(Records from a data collection)
.....

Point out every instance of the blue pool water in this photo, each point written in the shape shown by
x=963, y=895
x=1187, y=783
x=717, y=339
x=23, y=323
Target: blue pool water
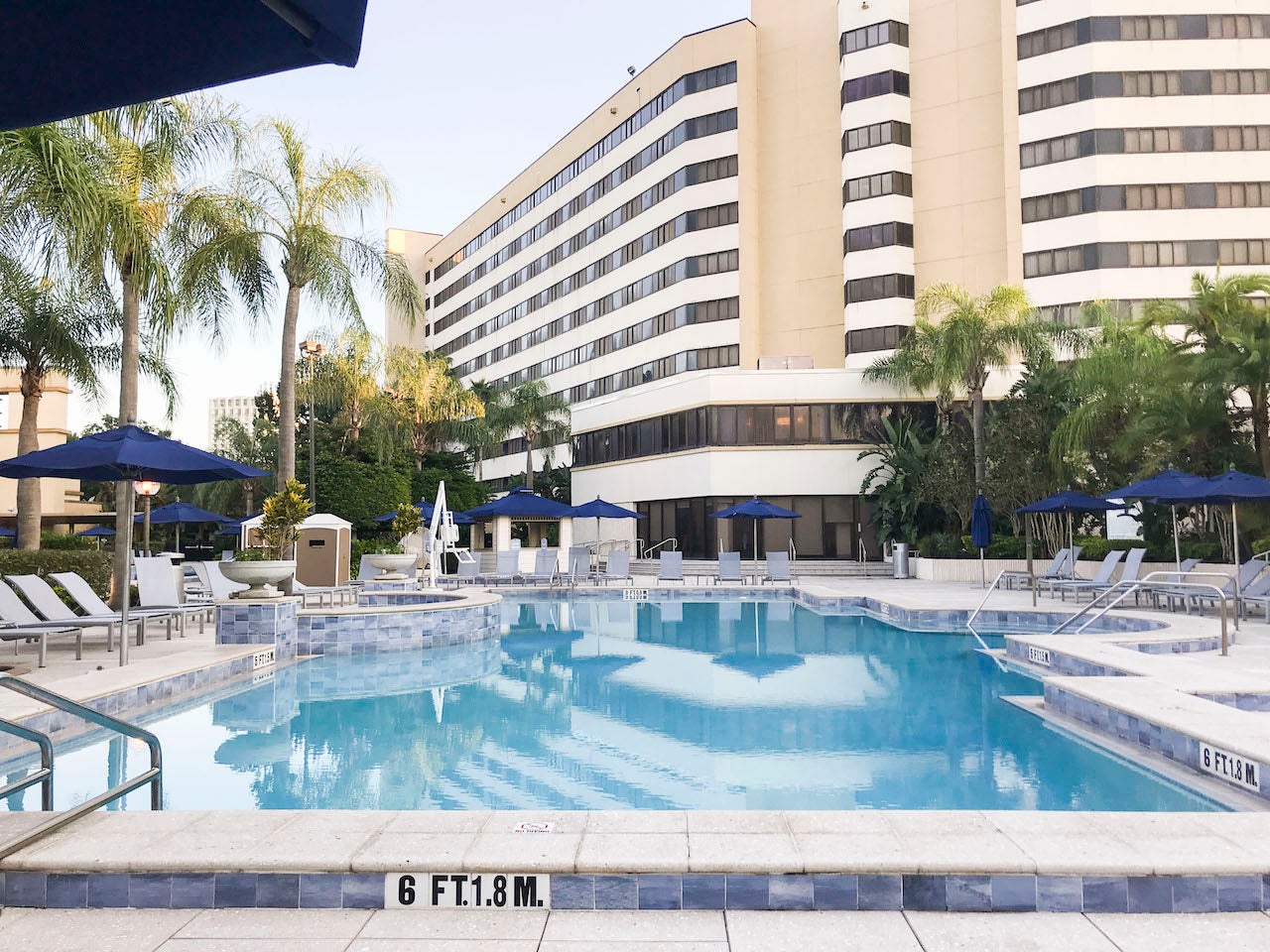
x=611, y=705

.....

--- REQUIRED WORK ---
The records above should be copied word for word, with the pictures left out.

--- TASK SOLUTION ---
Point out every instance of the blue pool water in this photo, each point written in the shape shown by
x=963, y=895
x=1187, y=783
x=717, y=339
x=23, y=323
Target: blue pool water
x=611, y=705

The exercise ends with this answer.